## What the exercise asks
Only the lines from the one with "the white cabinet" onward are wanted, through the last line of the entries, set down exactly.

+ + + + +

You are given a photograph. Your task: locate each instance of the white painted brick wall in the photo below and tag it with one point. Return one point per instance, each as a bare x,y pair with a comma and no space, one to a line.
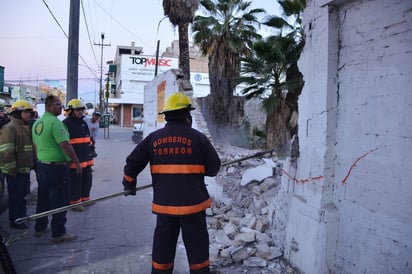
351,211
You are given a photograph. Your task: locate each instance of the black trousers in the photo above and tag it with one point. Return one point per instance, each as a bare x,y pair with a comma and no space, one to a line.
195,238
80,185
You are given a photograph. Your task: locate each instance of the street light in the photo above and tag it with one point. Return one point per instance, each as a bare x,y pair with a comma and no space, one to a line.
101,75
101,72
157,47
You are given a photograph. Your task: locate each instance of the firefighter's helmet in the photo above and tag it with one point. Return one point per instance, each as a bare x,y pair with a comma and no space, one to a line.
177,101
74,104
21,105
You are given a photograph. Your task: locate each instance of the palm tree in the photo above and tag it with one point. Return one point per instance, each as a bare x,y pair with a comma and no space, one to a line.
224,35
271,72
181,13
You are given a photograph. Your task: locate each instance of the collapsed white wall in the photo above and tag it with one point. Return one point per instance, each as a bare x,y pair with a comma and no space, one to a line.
351,194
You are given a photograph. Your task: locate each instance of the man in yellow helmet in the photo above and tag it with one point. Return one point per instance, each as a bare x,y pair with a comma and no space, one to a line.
180,157
17,159
82,144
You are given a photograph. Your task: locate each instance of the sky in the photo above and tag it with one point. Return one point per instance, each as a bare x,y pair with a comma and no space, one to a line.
33,37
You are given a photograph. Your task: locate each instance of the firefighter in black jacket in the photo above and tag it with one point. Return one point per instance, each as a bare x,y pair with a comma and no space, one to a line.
179,158
80,184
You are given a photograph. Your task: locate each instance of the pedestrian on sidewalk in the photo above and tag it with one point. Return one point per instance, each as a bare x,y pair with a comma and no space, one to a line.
179,158
93,124
54,151
17,159
81,184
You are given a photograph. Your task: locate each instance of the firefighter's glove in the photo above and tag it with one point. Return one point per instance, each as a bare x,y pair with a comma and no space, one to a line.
129,187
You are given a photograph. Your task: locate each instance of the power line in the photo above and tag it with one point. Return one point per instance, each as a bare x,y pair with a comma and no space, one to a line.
55,19
114,19
88,33
67,37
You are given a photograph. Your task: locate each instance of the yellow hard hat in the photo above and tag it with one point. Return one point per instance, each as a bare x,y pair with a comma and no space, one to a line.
74,104
21,105
177,101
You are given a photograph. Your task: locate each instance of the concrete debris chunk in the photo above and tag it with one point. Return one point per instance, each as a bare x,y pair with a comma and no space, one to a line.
247,219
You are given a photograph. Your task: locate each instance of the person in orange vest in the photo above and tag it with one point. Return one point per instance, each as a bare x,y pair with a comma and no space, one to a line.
180,157
17,159
81,141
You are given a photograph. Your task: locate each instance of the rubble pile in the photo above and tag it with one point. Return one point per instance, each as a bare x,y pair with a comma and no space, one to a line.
243,223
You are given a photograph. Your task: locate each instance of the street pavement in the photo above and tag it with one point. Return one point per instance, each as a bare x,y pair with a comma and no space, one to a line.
114,235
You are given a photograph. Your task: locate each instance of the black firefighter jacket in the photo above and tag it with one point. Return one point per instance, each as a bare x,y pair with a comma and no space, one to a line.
179,158
80,140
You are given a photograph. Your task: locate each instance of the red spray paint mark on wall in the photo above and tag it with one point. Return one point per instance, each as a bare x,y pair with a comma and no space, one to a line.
302,181
354,164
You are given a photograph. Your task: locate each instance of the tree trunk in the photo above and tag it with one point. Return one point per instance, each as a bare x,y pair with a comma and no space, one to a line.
221,75
277,130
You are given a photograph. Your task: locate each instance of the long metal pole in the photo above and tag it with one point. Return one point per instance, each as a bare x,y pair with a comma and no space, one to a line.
65,208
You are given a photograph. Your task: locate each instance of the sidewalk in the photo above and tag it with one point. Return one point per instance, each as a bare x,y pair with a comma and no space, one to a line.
114,236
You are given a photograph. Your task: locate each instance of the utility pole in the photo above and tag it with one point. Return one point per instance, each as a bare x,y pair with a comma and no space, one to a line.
101,94
73,51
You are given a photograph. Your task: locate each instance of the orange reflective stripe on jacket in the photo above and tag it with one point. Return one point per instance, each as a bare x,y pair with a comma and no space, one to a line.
180,210
129,179
177,169
82,164
162,266
199,266
80,140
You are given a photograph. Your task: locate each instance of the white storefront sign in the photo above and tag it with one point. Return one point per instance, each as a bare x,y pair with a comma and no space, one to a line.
142,68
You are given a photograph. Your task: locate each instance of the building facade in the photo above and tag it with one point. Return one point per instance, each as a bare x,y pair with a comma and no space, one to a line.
131,71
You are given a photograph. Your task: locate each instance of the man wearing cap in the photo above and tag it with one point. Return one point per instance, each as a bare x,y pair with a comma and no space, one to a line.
17,159
80,139
179,157
93,124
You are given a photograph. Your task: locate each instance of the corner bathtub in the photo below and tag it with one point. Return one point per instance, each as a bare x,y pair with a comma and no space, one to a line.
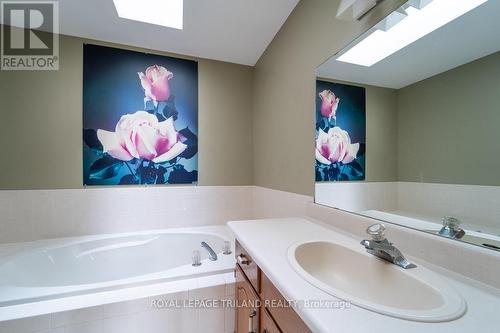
51,269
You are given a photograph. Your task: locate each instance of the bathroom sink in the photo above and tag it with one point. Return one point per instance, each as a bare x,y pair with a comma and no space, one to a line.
374,284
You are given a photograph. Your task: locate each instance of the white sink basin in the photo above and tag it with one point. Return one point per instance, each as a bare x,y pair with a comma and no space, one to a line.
374,284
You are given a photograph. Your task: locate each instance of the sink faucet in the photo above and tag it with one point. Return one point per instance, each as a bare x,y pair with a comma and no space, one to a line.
451,228
380,247
211,253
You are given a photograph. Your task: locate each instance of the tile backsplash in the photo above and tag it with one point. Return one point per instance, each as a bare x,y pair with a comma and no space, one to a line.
39,214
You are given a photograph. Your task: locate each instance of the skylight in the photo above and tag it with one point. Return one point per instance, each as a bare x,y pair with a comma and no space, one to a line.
381,43
167,13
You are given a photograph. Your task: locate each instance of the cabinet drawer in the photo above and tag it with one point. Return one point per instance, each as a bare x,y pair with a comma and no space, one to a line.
248,312
267,324
286,318
248,266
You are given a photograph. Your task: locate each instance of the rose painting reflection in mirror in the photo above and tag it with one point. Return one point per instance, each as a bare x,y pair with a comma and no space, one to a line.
340,132
140,118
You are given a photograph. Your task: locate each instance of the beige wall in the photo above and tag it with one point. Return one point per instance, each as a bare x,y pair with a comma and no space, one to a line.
449,126
284,93
41,123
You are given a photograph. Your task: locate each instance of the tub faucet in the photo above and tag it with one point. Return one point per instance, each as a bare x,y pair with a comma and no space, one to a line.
451,228
211,253
380,247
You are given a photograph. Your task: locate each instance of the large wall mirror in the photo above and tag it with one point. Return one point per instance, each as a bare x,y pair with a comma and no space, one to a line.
408,121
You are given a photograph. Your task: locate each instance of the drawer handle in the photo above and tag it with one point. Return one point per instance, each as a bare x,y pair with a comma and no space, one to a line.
250,321
242,260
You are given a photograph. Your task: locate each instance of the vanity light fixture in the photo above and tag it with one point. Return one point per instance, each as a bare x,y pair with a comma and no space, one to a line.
403,27
167,13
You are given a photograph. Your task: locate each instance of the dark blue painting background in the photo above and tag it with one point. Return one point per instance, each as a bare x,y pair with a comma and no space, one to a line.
351,117
111,88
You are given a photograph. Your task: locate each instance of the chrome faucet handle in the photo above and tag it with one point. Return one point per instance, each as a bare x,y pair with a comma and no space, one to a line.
451,228
451,222
377,231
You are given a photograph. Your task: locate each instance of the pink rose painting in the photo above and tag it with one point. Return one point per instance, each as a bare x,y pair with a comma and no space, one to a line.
340,132
140,117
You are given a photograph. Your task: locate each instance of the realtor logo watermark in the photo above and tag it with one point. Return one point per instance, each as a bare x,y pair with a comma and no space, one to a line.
30,35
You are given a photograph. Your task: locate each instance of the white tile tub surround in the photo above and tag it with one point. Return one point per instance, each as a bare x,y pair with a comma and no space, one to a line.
358,196
268,203
147,314
476,206
39,214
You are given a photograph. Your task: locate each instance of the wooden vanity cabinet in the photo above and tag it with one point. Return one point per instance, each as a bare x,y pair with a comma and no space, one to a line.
253,285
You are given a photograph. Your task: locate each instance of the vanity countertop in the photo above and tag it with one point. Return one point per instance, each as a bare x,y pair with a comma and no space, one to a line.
267,241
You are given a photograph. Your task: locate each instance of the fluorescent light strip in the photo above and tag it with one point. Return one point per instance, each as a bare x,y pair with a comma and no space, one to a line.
167,13
381,44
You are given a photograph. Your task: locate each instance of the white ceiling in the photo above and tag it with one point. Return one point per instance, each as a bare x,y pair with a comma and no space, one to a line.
236,31
470,37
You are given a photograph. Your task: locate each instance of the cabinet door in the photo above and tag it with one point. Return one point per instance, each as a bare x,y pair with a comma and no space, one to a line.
267,324
247,312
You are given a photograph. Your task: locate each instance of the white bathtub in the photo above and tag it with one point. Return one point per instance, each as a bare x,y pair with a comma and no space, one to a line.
53,269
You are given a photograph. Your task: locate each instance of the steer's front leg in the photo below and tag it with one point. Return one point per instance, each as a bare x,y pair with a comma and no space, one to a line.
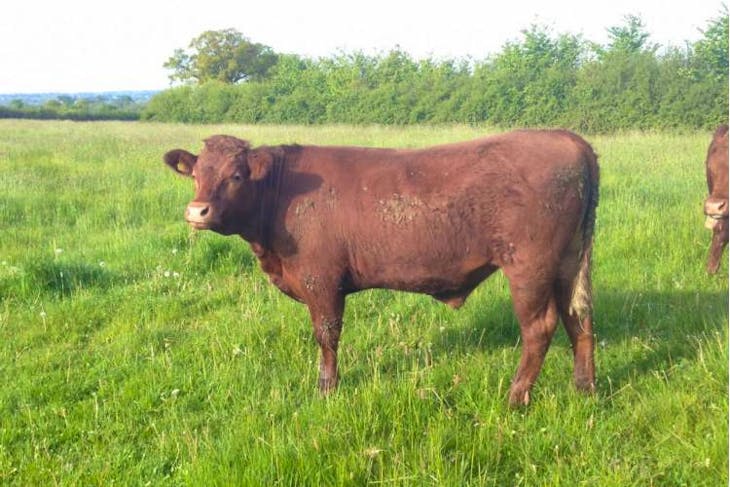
326,312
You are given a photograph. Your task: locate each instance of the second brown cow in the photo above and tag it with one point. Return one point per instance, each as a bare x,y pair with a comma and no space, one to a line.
716,204
326,222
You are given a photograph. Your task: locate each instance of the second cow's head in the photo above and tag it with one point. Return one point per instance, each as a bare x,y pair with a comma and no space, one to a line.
226,173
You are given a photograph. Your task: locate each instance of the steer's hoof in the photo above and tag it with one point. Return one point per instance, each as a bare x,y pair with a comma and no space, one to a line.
519,397
327,385
585,385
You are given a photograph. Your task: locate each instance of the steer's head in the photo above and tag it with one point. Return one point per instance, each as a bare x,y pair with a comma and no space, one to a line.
225,175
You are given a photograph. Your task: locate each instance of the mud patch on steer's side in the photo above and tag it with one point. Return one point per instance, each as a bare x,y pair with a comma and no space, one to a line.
400,209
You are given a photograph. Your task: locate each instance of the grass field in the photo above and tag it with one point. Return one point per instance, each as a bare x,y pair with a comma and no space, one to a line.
135,351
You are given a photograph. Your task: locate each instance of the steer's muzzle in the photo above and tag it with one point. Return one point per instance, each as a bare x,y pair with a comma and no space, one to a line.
715,209
200,215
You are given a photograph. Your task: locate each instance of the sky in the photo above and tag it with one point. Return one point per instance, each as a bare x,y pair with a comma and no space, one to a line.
82,46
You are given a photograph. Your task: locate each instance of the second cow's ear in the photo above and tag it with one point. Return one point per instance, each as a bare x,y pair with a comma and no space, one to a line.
181,161
259,163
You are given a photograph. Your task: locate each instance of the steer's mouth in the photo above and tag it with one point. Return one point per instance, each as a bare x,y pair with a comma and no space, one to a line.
200,216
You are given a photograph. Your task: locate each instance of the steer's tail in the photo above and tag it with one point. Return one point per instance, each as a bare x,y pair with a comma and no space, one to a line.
581,302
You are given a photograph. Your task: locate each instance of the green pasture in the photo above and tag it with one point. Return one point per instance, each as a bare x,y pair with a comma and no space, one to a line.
135,351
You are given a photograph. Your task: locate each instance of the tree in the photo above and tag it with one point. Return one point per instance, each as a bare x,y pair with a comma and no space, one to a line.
221,55
631,37
711,52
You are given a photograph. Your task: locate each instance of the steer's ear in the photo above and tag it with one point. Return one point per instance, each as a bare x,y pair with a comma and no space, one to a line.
259,164
720,132
181,161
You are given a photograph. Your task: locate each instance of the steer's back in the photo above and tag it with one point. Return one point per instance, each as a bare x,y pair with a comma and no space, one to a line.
424,219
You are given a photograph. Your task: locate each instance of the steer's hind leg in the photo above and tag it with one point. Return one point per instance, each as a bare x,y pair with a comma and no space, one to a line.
536,309
579,325
719,241
326,312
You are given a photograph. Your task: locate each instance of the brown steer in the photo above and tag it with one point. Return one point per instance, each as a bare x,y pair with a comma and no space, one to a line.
329,221
716,204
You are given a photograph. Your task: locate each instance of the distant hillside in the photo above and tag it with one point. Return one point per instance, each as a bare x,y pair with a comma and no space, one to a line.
108,105
133,97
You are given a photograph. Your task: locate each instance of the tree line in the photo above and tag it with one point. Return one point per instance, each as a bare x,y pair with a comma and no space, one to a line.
68,107
540,79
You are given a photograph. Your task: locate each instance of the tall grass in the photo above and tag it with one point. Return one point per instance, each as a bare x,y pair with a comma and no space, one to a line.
135,351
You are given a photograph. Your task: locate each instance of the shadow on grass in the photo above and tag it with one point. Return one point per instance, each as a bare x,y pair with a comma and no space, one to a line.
62,279
637,333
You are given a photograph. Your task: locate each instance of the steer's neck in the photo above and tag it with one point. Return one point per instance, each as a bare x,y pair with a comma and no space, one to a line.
260,227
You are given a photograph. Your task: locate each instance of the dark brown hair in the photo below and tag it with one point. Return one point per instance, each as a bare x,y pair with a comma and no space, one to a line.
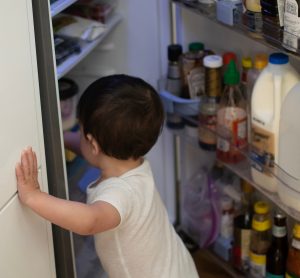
123,113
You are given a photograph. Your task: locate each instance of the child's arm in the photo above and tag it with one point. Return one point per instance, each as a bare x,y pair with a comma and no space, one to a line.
74,216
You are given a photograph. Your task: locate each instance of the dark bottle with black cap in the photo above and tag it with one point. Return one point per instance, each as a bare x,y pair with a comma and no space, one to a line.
278,251
174,83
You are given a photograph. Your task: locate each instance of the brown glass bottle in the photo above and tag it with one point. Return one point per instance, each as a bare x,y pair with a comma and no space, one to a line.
277,253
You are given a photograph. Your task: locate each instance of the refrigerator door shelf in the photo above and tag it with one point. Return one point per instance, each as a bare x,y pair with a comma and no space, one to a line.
60,5
87,48
178,105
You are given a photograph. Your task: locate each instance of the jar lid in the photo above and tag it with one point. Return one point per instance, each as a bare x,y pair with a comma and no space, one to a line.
226,203
227,57
261,60
296,230
261,207
196,46
213,61
67,88
246,186
174,52
278,59
247,62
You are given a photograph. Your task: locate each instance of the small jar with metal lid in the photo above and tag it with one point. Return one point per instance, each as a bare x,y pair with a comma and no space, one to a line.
210,101
260,239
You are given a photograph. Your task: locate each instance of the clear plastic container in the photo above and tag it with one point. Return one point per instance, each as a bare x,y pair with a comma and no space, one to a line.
231,119
289,149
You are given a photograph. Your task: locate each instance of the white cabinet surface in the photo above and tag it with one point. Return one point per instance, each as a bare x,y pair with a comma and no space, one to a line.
25,238
18,91
25,251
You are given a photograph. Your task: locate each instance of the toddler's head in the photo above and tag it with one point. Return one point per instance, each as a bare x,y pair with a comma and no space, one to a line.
123,113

+ + + + +

## Solution to this task
You are given a photograph. Your task: locate each instance of the white cabinet surface in the photo above and tag it with one point. Return one point per instance, each as a bare x,y pair with a comma and no space, one to a line.
25,238
18,91
25,251
You are given a photograph. Your task: locate each instance of the toddler's head in the photo above and tag it with one point. Return one point per instance, each as a bare x,y pair with a comma and no space, one to a line.
123,113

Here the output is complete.